• **Exercise goal**:
Return the lines of the data below verbatim, from the line with "Is there any metal" to the line with "left=54, top=0, right=91, bottom=55", including both of those lines.

--- Begin Provided material ---

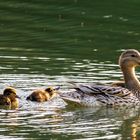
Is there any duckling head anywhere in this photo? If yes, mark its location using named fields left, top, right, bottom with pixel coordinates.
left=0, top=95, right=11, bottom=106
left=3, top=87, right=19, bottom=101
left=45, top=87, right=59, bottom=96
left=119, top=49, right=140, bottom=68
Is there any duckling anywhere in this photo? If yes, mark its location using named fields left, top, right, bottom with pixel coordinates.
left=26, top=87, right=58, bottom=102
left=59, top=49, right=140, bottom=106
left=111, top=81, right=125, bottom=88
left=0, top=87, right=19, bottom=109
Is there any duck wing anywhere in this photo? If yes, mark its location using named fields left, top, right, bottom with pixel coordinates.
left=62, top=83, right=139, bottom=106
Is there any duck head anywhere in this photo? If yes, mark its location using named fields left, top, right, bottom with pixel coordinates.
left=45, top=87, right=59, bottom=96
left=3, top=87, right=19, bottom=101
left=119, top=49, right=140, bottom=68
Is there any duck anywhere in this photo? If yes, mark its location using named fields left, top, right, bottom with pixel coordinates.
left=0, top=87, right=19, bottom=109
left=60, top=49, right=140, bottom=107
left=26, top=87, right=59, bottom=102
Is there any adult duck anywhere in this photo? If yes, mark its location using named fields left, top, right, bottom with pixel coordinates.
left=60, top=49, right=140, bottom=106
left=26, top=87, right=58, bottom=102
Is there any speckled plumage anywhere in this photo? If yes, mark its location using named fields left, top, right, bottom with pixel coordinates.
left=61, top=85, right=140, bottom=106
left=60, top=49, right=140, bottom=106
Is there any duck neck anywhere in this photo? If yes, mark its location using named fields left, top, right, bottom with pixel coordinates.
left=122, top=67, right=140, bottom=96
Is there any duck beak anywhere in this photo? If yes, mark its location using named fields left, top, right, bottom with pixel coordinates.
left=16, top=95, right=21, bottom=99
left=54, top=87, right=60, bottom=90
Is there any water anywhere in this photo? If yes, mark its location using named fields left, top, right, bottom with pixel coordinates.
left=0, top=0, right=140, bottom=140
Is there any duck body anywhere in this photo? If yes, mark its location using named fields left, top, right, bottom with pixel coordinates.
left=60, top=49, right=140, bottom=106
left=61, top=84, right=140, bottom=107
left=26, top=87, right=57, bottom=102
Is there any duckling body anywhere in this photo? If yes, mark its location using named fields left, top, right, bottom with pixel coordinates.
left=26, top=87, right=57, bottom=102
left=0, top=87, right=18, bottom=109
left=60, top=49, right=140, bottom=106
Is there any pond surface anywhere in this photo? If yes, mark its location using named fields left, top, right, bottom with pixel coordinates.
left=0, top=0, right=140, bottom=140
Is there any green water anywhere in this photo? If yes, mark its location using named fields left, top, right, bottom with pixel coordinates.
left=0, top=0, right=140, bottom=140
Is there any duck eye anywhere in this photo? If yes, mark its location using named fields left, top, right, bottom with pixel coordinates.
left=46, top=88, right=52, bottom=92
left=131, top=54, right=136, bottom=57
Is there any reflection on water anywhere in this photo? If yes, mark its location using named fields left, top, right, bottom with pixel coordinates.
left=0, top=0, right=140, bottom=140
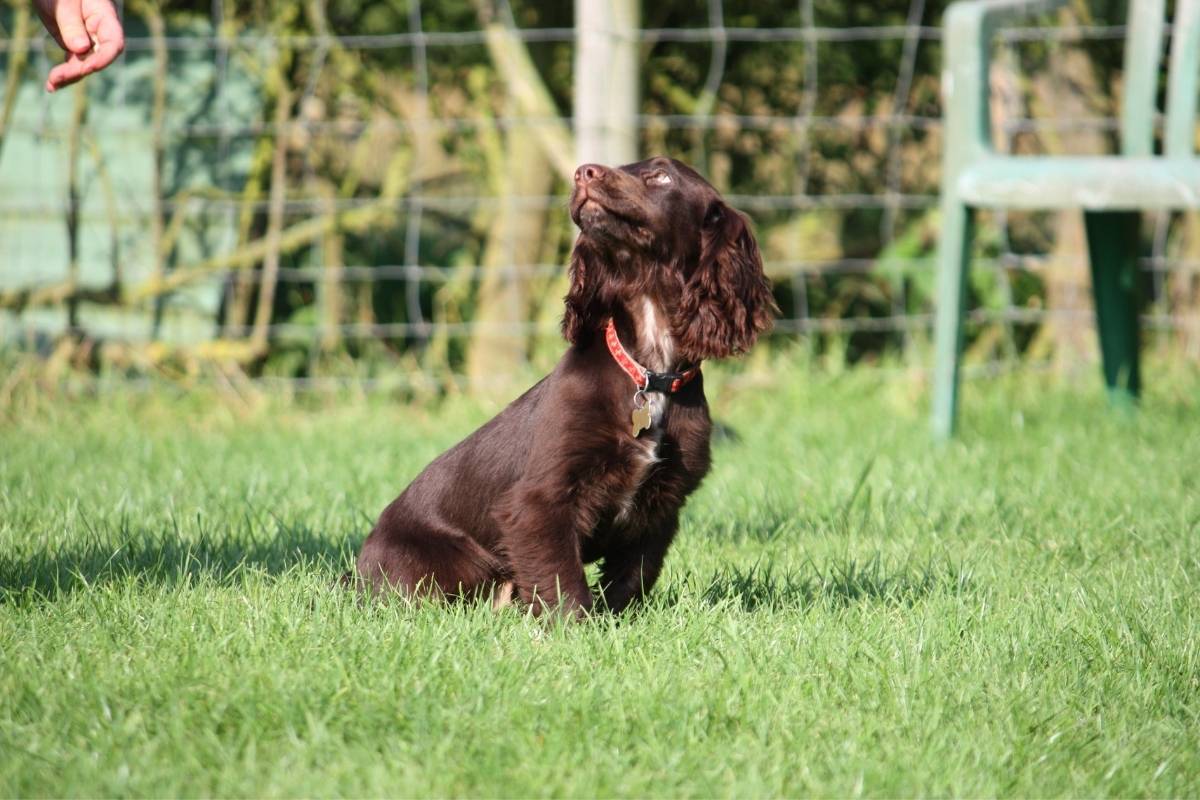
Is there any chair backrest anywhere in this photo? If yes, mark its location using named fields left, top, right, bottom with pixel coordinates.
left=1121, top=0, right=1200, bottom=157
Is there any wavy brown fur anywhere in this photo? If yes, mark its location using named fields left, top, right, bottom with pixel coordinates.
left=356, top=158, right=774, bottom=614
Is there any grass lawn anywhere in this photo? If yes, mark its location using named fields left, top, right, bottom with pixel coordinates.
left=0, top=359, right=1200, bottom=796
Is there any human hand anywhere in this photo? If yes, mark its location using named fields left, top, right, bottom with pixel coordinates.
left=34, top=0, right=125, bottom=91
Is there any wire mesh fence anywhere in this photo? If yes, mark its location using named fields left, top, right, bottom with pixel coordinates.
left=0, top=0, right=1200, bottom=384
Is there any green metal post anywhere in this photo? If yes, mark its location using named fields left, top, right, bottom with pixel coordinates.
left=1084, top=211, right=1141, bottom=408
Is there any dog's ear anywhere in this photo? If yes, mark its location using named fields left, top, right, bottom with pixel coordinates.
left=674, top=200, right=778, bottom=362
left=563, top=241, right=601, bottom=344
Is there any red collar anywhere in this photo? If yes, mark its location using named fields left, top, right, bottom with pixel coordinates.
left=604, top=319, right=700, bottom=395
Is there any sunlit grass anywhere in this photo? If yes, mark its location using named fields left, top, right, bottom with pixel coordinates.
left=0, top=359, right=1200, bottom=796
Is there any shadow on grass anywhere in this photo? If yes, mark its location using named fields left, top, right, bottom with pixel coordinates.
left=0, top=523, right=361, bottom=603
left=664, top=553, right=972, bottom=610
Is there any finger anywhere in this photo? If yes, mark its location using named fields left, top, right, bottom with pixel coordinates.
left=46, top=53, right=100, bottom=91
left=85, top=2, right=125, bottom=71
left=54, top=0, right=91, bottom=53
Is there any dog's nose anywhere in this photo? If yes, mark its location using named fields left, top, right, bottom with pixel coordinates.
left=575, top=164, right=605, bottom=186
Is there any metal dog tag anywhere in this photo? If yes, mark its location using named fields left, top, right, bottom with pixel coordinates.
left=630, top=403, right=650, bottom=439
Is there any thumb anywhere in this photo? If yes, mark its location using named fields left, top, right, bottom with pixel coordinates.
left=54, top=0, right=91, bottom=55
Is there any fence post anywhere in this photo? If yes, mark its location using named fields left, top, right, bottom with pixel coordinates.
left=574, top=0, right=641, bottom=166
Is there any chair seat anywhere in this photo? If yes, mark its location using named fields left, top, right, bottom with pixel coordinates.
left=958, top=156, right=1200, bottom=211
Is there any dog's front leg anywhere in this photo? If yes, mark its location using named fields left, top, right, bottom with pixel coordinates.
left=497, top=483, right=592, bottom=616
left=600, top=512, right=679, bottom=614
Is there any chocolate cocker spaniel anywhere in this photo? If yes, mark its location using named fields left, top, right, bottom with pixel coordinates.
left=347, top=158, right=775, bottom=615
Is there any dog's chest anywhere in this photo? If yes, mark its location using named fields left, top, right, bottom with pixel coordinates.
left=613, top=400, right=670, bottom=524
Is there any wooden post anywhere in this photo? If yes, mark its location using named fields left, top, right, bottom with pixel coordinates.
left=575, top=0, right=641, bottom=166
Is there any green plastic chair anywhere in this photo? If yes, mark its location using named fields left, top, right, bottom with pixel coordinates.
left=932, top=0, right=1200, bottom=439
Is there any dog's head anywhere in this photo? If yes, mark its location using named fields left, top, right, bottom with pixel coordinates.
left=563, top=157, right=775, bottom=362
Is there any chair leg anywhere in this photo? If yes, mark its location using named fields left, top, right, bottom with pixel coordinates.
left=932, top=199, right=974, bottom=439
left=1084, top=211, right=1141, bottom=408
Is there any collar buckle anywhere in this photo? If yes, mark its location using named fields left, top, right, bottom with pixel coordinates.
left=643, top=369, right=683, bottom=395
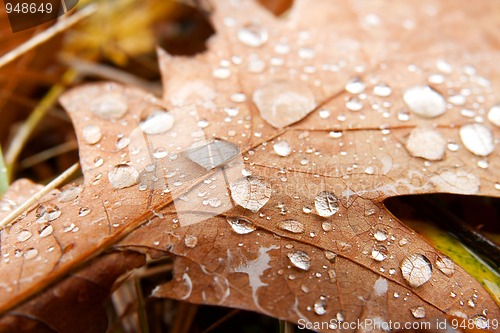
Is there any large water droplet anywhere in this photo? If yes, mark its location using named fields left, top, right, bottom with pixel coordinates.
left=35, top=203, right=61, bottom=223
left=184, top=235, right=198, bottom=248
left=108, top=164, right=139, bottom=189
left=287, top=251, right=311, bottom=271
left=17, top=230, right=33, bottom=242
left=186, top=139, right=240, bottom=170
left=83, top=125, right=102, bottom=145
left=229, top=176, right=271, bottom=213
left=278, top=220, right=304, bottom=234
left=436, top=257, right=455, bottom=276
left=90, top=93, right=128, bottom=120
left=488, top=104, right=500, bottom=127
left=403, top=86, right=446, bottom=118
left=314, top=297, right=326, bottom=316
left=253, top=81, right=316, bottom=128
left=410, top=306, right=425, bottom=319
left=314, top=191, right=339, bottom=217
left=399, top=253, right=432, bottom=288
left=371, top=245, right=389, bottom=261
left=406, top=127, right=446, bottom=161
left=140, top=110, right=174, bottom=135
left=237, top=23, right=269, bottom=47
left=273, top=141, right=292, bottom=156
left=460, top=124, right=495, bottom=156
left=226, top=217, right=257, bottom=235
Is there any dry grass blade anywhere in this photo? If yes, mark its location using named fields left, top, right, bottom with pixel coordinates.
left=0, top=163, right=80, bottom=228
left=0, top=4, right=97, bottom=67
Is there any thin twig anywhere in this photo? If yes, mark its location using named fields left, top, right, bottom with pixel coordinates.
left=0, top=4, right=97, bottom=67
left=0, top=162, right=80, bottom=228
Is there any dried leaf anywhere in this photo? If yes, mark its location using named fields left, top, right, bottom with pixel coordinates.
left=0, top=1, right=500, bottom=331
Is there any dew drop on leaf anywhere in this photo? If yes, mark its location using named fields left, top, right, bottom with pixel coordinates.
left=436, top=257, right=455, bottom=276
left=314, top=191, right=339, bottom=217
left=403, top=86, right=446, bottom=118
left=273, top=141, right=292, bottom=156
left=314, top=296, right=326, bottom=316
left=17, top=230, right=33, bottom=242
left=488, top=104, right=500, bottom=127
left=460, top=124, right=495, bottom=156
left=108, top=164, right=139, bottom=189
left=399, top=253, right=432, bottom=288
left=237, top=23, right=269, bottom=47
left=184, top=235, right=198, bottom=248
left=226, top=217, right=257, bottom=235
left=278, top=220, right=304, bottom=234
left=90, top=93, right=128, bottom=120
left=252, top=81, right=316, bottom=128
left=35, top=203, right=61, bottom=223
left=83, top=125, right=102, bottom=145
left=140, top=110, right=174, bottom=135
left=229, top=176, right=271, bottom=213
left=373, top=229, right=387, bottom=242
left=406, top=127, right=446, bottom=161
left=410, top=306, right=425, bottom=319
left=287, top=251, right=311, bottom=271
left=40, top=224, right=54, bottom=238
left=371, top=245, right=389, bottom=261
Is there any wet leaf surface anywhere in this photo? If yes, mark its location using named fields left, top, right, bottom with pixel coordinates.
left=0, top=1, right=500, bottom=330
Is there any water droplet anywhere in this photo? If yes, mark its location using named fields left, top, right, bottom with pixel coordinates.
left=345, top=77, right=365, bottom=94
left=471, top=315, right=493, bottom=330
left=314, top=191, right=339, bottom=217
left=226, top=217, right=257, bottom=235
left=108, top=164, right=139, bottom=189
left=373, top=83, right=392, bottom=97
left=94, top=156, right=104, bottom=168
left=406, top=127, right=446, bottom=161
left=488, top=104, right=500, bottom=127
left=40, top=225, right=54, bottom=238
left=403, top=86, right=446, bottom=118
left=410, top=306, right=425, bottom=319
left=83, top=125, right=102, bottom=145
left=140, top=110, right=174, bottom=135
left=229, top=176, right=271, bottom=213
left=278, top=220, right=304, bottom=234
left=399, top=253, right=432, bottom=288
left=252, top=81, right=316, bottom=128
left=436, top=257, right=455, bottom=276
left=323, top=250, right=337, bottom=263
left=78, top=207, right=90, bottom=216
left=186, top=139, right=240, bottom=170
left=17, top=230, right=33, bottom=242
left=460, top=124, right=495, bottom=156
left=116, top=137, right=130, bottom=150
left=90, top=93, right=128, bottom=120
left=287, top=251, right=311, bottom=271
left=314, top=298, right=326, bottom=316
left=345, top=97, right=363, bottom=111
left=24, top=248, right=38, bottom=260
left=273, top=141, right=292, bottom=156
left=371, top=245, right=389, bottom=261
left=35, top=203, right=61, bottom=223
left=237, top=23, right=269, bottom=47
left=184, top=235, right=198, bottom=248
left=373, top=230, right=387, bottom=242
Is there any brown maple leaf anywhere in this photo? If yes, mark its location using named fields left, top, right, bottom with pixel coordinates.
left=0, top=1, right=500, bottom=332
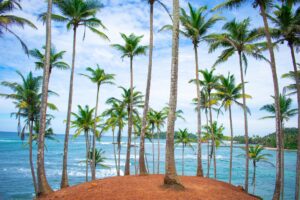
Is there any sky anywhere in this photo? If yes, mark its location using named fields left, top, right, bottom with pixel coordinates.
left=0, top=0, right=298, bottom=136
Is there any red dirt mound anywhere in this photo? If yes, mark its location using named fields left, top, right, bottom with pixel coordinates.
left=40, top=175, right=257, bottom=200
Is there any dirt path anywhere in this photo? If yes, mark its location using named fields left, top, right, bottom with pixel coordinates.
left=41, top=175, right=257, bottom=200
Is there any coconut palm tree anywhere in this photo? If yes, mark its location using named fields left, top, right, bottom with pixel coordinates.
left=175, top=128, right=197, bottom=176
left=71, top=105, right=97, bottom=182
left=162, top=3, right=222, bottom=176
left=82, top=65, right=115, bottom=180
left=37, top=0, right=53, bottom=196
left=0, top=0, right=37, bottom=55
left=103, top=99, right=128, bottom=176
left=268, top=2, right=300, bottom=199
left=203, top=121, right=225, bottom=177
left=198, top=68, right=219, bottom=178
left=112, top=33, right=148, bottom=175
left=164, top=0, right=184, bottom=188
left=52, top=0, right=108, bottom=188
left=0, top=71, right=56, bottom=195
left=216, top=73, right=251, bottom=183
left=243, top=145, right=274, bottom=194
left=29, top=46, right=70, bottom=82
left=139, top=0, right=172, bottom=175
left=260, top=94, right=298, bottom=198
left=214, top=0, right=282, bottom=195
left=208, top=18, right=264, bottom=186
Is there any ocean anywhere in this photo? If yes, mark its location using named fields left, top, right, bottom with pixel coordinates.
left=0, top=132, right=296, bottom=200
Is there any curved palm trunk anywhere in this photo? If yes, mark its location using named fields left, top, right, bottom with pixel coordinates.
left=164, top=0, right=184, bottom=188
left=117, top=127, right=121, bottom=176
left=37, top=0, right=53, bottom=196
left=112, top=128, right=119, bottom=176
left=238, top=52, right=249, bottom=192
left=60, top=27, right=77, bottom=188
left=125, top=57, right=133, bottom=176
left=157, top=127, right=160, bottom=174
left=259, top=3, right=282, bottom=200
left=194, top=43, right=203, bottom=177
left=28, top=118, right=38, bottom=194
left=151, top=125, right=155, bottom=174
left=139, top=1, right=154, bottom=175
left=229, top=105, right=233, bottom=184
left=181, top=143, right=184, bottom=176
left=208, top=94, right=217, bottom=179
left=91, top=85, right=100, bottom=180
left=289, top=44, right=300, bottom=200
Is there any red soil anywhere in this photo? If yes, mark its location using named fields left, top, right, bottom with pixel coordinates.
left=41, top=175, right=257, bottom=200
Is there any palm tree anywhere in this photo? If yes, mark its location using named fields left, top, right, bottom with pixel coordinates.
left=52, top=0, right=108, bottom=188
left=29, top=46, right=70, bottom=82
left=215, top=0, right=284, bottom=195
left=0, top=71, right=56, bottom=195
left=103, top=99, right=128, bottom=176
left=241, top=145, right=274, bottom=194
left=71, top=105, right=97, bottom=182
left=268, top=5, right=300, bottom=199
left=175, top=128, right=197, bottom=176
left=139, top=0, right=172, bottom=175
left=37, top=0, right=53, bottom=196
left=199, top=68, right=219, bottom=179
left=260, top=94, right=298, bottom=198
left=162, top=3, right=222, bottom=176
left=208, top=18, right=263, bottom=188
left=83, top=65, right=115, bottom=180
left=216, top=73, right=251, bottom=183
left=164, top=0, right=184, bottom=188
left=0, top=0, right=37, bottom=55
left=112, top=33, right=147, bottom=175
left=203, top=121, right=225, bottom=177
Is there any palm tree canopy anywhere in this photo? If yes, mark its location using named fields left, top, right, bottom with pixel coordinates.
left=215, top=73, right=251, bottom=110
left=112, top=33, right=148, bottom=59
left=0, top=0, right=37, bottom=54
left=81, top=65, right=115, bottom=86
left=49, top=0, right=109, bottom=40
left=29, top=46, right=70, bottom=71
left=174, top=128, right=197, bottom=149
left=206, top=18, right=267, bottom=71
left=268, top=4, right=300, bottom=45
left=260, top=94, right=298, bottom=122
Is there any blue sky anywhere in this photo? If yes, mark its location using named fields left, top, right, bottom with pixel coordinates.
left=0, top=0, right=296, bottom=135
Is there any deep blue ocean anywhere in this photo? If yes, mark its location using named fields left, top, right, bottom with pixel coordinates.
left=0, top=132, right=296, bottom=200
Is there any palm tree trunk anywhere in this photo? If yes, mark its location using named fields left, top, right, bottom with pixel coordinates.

--- End Provided material ---

• **Answer to the problem**:
Is there any metal dog tag anywhere in this photo? If yes, mark its location using named fields left, top, right, bottom with pixel coordinates.
left=630, top=403, right=650, bottom=439
Is there any thumb anywhere in this photo? If yes, mark its location using named fields left, top, right, bottom with pixel coordinates.
left=54, top=0, right=91, bottom=55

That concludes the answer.